This article offers a review of Fourth Amendment interpretive law, with a focus on evolving exemptions to the exclusionary law as well as how social media had impacted interpretations of unreasonable searches and seizures and citizens’ privacy rights.

Criminal Justice Investigations: The Fourth Amendment

The Fourth Amendment to the Constitution guarantees “the right of the people to be secure in their persons, houses, papers, and effects,” by protecting them “against unreasonable searches and seizures,” with the additional caveat that “no warrants shall issue, but upon probable cause, supported by Oath or affirmation, and particularly describing the place to be searched, and the persons or things to be seized” (Freidman & Kerr, 2022, par.1). Although the wording of the document seems fairly straightforward, it has proved contentious determining what constitutes reasonable and unreasonable searches under the law, and what constitutes private and public spaces, including areas such as one’s car, workplace, and even online.

One watershed moment in the history of the Fourth Amendment was the notion of the exclusionary rule, or the idea that evidence which was seized improperly could not be used in a court of law. There are many exceptions to the exclusionary rule, but the purpose of the restriction is widely considered that it is to disincentivize illegal police behavior, if the police are convinced a suspect is guilty, but lack adequate grounds to engage in a search or to obtain a warrant. Exceptions to the exclusionary rule include the good faith exception, independent sources, inevitable discovery, attenuation, impeachment, and qualified immunity (Jurkowski, 2017). In the case of the good faith exception, for example the courts may allow evidence, even if the evidence was obtained illegally, so long as it was gathered in evident good faith by the police, with the belief that the police were acting lawfully (Jurkowski, 2017).

In the case of an independent source, if an independent source legally obtained evidence, the illegal search’s fruits can still be used in court, and it is no longer the so-called fruit of the poisonous tree. Inevitable discovery alleges that the police would have found the evidence regardless, even if they had not conducted the illegal search (Jurkowski, 2017). Attenuation suggests that if there is sufficient distance between the discovery of the evidence and the illegal act, it may be allowed. Illegally obtained evidence can also be used to impeach witness testimony and also cannot be used against the police to convict an officer of the crime of violating a subjects’ rights (Jurkowski, 2017).

The 1961 U.S. Supreme Court decision Mapp v. Ohio was the first decision that applied the exclusionary rule universally to the states. In this instance, Mapp was convicted for possessing obscene materials after being subjected to illegal police search unrelated to such obscene materials. The police had no warrant to search for such materials, nor no probable cause to believe she possessed them. Although Mapp had appealed the conviction upon First Amendment grounds, the court struck down her conviction instead upon the fact that the materials were illegally obtained.

◆ **Record excerpts**:
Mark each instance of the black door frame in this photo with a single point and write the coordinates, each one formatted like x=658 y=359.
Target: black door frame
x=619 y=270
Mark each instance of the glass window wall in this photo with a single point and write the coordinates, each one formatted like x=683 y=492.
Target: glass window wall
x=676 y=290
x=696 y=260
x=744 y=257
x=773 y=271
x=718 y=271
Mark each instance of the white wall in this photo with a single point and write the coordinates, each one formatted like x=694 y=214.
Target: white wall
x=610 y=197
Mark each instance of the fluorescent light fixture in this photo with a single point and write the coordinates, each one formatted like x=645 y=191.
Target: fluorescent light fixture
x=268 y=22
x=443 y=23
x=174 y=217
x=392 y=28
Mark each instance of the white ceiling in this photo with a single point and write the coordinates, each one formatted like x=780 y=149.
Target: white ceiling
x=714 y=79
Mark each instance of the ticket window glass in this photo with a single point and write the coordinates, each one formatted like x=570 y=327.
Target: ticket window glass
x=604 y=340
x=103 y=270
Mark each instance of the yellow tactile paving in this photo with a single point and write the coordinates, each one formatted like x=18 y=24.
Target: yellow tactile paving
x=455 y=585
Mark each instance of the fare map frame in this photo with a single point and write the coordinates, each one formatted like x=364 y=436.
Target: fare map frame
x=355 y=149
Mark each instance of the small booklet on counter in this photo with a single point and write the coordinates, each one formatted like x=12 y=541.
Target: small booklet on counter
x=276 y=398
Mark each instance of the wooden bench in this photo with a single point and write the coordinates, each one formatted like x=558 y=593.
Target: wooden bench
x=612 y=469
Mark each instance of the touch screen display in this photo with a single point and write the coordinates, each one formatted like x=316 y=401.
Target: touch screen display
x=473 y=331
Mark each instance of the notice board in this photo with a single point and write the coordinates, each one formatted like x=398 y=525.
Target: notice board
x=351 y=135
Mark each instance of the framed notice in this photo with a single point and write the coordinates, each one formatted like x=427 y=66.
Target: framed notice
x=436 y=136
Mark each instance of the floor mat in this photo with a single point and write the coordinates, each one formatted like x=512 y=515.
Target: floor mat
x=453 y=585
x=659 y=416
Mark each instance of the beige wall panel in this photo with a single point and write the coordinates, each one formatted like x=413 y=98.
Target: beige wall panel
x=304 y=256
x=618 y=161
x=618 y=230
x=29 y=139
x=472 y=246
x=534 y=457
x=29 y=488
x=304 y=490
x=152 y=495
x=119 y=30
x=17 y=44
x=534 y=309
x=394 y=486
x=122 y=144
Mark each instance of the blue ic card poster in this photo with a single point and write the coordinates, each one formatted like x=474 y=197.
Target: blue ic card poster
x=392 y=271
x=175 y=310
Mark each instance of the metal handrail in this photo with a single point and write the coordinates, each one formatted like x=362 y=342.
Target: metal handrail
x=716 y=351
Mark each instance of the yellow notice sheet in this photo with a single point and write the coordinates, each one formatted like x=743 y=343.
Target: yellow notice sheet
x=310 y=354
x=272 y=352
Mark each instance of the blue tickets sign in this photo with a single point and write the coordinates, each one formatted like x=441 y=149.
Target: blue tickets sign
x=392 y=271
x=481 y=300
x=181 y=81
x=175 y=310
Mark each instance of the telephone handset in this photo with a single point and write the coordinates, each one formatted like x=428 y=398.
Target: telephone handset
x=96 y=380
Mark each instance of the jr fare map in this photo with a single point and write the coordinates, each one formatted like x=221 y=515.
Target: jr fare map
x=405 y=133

◆ **Your task**: According to the Fourth Amendment text, what was Mapp convicted of in Mapp v. Ohio? Rely only on the text for this.

◆ **Result of the task**: Possessing obscene materials.